* Parts of the exercise
A. Set down, word for word, the passage of the Flink serialization thread starting at "Best, Fabian" and ending at "Scala 2.11. Correct?".
B. Take the mailing-list thread on Flink serialization further from the point where it stops.

You are viewing a plain text version of this content. The canonical link for it is here.
Posted to user@flink.apache.org by Andrea Sella <me...@alkagin.xyz> on 2018/11/16 12:10:18 UTC

Flink Serialization and case class fields limit

Hey squirrels,

I've started to study more in-depth Flink Serialization and its "type
system".

I have a generated case class using scalapb that has more than 30 fields;
I've seen that Flink still uses the CaseClassSerializer, the
TypeInformation is CaseClassTypeInfo, even if in the docs[1] is written
differently (22 fields limit). I'd have expected a GenericTypeInfo, but all
is well because the CaseClassSerializer is faster than Kryo. Did I
misunderstand the documentation or don't the limitation apply anymore?

Another thing, I've read "Juggling with Bits and Bytes"[2] blog post an I
would like to replicate the experiment with some tailored changes to deep
dive even better in the topic. Is the source code in Github or somewhere
else?

[1]
https://ci.apache.org/projects/flink/flink-docs-release-1.5/dev/types_serialization.html#flinks-typeinformation-class
[2]
https://flink.apache.org/news/2015/05/11/Juggling-with-Bits-and-Bytes.html

Thank you,
Andrea

Re: Flink Serialization and case class fields limit

Posted by Fabian Hueske <fh...@gmail.com>.
Hi Andrea,

I wrote the post 2.5 years ago. Sorry, I don't think that I kept the code
somewhere, but the mechanics in Flink should still be the same.

Best, Fabian

Am Fr., 16. Nov. 2018, 20:06 hat Andrea Sella <me...@alkagin.xyz> geschrieben:

> Hi Andrey,
>
> My bad, I forgot to say that I am using Scala 2.11, that’s why I asked
> about the limitation, and Flink 1.5.5.
>
> If I recall correctly CaseClassSerilizer and CaseClassTypeInfo don’t rely
> on unapply and tupled functions, so I'd say that Flink doesn't have this
> kind of limitation with Scala 2.11. Correct?

Position annotation records:

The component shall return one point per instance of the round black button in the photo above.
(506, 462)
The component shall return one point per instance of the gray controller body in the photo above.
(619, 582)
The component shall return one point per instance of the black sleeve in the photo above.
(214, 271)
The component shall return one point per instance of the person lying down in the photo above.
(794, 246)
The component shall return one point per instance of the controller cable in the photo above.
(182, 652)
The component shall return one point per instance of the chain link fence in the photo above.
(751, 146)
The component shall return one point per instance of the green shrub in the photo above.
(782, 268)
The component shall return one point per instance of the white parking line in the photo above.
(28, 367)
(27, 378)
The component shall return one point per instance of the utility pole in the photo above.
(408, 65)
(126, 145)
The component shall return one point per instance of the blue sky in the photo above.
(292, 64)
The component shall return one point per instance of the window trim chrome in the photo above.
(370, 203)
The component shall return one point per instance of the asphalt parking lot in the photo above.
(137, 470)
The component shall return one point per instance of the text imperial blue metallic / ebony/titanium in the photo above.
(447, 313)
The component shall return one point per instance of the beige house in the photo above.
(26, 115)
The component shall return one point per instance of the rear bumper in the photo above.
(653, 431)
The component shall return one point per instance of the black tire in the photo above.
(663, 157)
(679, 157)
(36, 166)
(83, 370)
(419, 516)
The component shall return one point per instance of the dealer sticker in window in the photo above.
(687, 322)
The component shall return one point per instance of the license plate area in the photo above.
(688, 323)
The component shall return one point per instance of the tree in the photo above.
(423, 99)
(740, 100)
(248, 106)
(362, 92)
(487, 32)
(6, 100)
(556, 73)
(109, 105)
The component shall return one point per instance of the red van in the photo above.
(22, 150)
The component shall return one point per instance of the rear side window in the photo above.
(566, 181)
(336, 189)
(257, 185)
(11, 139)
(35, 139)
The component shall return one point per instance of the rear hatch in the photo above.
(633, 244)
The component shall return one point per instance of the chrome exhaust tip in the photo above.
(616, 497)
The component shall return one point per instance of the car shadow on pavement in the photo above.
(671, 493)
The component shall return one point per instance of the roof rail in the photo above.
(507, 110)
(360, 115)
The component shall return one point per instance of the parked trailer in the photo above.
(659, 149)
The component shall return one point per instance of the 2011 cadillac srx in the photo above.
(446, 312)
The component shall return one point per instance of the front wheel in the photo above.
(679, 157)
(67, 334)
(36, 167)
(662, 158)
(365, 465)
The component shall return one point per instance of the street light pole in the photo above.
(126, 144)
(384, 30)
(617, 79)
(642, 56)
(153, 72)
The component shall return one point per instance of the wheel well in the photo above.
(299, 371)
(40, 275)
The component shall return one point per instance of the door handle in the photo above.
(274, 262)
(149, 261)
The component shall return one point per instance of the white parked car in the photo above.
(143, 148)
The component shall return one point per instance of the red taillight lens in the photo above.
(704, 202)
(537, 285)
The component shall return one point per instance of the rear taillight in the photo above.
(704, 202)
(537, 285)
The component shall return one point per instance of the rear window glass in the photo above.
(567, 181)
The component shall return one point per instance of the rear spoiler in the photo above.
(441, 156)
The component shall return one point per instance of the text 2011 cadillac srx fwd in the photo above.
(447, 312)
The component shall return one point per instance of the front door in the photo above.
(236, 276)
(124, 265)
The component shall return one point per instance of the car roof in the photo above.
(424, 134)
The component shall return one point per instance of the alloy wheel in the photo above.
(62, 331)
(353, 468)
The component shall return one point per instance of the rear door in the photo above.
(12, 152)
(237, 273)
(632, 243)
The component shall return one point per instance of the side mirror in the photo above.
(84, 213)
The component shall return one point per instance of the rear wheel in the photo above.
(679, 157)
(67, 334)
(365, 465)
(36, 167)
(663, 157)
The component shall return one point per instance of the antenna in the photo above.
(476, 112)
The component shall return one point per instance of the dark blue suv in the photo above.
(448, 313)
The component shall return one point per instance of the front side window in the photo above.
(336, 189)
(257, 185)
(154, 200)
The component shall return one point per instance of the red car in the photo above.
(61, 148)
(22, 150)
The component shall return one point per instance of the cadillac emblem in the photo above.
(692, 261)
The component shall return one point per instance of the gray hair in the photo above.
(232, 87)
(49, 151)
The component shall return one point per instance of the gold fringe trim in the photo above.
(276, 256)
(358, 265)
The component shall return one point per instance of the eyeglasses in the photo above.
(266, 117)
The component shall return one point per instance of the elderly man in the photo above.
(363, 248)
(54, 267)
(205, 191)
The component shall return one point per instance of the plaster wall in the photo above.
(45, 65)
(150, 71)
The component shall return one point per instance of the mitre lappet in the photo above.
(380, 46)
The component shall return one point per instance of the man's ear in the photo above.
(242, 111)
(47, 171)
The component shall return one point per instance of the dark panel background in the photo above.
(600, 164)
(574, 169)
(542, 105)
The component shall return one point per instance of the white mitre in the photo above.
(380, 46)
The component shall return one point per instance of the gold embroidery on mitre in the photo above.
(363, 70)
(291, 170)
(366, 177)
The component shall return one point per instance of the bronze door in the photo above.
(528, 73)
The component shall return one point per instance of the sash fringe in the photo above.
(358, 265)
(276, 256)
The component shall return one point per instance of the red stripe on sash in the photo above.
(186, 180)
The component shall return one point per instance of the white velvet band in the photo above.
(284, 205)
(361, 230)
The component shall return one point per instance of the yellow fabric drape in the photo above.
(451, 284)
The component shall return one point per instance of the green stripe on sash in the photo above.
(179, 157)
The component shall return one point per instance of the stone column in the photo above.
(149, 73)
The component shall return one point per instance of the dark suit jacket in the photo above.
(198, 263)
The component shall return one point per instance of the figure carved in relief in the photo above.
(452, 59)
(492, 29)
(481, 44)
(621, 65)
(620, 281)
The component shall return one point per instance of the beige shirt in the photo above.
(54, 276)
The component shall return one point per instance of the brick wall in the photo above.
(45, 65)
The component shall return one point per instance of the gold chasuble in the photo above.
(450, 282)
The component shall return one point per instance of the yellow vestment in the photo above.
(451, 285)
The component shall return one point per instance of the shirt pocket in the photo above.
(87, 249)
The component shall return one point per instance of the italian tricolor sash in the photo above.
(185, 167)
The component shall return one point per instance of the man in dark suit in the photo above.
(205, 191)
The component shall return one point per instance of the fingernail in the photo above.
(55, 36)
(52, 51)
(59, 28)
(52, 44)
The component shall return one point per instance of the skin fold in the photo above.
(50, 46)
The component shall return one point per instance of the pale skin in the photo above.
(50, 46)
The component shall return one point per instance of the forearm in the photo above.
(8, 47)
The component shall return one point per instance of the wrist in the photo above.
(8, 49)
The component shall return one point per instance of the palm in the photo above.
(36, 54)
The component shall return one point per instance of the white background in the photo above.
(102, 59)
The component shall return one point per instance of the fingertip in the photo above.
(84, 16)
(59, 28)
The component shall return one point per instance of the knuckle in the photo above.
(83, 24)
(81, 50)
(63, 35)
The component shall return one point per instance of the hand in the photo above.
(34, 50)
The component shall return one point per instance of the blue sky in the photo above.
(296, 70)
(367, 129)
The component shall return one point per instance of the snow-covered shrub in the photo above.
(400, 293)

* Answer list
A.
Best, Fabian

Am Fr., 16. Nov. 2018, 20:06 hat Andrea Sella <me...@alkagin.xyz> geschrieben:

> Hi Andrey,
>
> My bad, I forgot to say that I am using Scala 2.11, that’s why I asked
> about the limitation, and Flink 1.5.5.
>
> If I recall correctly CaseClassSerilizer and CaseClassTypeInfo don’t rely
> on unapply and tupled functions, so I'd say that Flink doesn't have this
> kind of limitation with Scala 2.11. Correct?

B.
>
> Thank you,
> Andrea
> On Fri, 16 Nov 2018 at 19:34, Andrey Zagrebin <an...@data-artisans.com>
> wrote:
>
>> Hi Andrea,
>>
>> 22 limit comes from Scala [1], not Flink.
>> I am not sure about any repo for the post, but I also cc'ed Fabian, maybe
>> he will point to some if it exists.
>>
>> Best,
>> Andrey
>>
>> [1] https://underscore.io/blog/posts/2016/10/11/twenty-two.html
>>
>>
>> On 16 Nov 2018, at 13:10, Andrea Sella <me...@alkagin.xyz> wrote:
>>
>> Hey squirrels,
>>
>> I've started to study more in-depth Flink Serialization and its "type
>> system".
>>
>> I have a generated case class using scalapb that has more than 30 fields;
>> I've seen that Flink still uses the CaseClassSerializer, the
>> TypeInformation is CaseClassTypeInfo, even if in the docs[1] is written
>> differently (22 fields limit). I'd have expected a GenericTypeInfo, but all
>> is well because the CaseClassSerializer is faster than Kryo. Did I
>> misunderstand the documentation or don't the limitation apply anymore?
>>
>> Another thing, I've read "Juggling with Bits and Bytes"[2] blog post an I
>> would like to replicate the experiment with some tailored changes to deep
>> dive even better in the topic. Is the source code in Github or somewhere
>> else?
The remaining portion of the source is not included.